- _WRITTEN REQUEST_
Retype exactly the lines that run from the line with "Objective — locate the man" to the final line of the entries, keeping both ends and nothing else.

───── GIVEN DATA ─────

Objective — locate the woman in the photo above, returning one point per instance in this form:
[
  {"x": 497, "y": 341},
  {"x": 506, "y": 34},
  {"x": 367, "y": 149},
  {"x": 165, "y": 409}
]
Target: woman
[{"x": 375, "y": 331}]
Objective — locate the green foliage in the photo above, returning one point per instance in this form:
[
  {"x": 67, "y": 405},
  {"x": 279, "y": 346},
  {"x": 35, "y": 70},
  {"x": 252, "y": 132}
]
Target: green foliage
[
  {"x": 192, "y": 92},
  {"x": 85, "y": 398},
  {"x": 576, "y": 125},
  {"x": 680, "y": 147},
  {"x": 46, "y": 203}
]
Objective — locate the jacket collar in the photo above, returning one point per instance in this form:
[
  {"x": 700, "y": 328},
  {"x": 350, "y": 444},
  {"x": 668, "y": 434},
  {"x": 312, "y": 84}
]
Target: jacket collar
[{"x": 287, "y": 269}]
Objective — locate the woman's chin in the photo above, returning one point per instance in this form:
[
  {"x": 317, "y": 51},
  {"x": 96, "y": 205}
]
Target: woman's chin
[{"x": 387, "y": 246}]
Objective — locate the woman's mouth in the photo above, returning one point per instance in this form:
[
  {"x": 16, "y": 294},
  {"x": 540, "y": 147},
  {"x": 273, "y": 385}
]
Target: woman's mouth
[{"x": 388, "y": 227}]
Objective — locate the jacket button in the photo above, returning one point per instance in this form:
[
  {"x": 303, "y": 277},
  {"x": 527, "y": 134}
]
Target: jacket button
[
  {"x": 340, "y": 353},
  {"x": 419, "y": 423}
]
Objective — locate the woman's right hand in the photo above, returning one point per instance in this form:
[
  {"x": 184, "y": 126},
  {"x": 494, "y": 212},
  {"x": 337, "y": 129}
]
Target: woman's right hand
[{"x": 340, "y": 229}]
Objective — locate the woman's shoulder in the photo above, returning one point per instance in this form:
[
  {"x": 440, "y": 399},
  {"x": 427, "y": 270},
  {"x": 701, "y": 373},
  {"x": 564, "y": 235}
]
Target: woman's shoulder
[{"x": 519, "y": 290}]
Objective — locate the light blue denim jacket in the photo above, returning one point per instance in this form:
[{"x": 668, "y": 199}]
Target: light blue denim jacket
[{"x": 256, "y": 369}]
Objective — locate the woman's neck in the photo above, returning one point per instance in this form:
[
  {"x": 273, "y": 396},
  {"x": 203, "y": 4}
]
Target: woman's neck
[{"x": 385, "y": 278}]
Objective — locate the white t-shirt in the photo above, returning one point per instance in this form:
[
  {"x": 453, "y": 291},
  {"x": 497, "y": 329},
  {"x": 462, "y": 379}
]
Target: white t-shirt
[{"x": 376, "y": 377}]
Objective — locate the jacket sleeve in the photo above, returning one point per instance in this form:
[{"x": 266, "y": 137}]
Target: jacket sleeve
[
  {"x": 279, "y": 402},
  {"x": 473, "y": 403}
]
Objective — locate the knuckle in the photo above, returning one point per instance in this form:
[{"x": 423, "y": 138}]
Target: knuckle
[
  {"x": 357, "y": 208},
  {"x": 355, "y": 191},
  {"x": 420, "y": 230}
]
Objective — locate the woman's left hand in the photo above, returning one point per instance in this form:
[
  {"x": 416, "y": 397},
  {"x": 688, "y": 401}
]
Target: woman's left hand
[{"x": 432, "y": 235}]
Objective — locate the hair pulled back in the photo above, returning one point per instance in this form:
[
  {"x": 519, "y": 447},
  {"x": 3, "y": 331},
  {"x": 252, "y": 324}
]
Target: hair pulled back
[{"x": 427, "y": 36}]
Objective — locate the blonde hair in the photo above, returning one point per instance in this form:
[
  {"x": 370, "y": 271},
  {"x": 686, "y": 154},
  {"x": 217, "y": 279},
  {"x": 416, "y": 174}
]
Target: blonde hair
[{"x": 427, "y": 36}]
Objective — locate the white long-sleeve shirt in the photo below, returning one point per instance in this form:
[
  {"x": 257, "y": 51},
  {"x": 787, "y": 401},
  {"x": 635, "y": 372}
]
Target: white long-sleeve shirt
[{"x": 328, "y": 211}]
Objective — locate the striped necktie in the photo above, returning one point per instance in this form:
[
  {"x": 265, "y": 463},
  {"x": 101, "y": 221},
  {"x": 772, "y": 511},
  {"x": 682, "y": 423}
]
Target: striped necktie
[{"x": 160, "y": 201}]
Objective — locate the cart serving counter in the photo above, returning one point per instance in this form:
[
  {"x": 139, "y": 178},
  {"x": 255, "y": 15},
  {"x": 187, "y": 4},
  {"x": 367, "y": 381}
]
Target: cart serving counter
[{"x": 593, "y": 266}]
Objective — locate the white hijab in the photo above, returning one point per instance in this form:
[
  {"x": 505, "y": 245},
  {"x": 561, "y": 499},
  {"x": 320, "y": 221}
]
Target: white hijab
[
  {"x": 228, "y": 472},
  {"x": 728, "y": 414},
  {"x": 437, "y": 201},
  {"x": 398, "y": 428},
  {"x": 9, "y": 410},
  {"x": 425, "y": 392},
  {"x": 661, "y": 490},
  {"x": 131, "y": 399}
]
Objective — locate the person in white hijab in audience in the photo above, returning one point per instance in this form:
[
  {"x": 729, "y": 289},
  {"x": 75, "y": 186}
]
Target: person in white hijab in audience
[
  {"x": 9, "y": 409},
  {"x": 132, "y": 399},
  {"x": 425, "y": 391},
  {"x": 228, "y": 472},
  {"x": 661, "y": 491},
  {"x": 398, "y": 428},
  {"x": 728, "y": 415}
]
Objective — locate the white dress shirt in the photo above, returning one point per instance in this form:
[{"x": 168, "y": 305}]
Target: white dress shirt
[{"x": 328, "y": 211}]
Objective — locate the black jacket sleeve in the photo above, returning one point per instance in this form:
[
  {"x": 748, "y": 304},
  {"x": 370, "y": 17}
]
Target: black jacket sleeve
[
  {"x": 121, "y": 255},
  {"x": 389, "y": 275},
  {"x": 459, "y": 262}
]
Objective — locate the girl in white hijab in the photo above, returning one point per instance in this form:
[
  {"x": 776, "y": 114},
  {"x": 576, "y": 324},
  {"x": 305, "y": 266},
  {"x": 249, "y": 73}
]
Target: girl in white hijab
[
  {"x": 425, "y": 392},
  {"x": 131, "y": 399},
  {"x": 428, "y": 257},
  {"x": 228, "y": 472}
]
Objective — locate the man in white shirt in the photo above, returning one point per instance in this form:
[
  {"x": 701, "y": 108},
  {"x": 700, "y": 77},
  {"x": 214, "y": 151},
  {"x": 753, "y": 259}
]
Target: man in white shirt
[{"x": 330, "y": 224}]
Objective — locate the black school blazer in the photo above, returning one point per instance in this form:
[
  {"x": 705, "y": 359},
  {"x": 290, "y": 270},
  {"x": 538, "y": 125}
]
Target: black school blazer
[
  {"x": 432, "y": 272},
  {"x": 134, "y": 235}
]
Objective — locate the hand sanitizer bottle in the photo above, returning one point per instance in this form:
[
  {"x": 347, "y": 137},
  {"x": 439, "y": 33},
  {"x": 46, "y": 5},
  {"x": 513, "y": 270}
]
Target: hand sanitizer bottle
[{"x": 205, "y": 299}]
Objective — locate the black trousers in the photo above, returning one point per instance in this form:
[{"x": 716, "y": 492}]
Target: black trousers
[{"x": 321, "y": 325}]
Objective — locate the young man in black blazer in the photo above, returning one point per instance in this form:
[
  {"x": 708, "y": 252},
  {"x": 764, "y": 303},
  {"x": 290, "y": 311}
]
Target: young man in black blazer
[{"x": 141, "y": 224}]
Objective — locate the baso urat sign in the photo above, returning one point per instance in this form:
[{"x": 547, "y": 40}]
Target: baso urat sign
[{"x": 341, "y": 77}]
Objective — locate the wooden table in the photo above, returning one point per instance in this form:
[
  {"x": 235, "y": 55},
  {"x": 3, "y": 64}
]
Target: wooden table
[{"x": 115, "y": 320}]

─────

- _TASK RESPONSE_
Objective — locate the man in white shirt in the photo above, returning one point per instance in this form:
[
  {"x": 701, "y": 108},
  {"x": 700, "y": 77},
  {"x": 214, "y": 151},
  {"x": 753, "y": 259}
]
Target: man in white shirt
[{"x": 330, "y": 224}]
Objective — locate the black school blazer in the photo above, returning one point per instance in this form:
[
  {"x": 705, "y": 359},
  {"x": 290, "y": 270},
  {"x": 538, "y": 125}
]
Target: black school blazer
[
  {"x": 432, "y": 272},
  {"x": 134, "y": 235}
]
Objective — locate the hand sanitizer bottle in the photo above, returning one point per instance in this form:
[
  {"x": 347, "y": 137},
  {"x": 439, "y": 33},
  {"x": 46, "y": 5},
  {"x": 513, "y": 270}
]
Target: hand sanitizer bottle
[{"x": 205, "y": 299}]
Objective — locate the black trousers in the photo above, returning one point per instance in this form:
[{"x": 716, "y": 492}]
Target: black trousers
[{"x": 321, "y": 325}]
Objective — locate the young man in black blazer in the photo above, returning one point per instance in this form:
[
  {"x": 708, "y": 252},
  {"x": 764, "y": 303},
  {"x": 290, "y": 311}
]
Target: young man in black blazer
[{"x": 141, "y": 224}]
Objective — locate the baso urat sign in the photo above, returning one point per instance in this form:
[{"x": 547, "y": 40}]
Target: baso urat sign
[{"x": 341, "y": 77}]
Objective — locate the wooden table in the photo above, returning one point per instance in this form:
[
  {"x": 235, "y": 55},
  {"x": 3, "y": 64}
]
Target: wooden table
[{"x": 115, "y": 320}]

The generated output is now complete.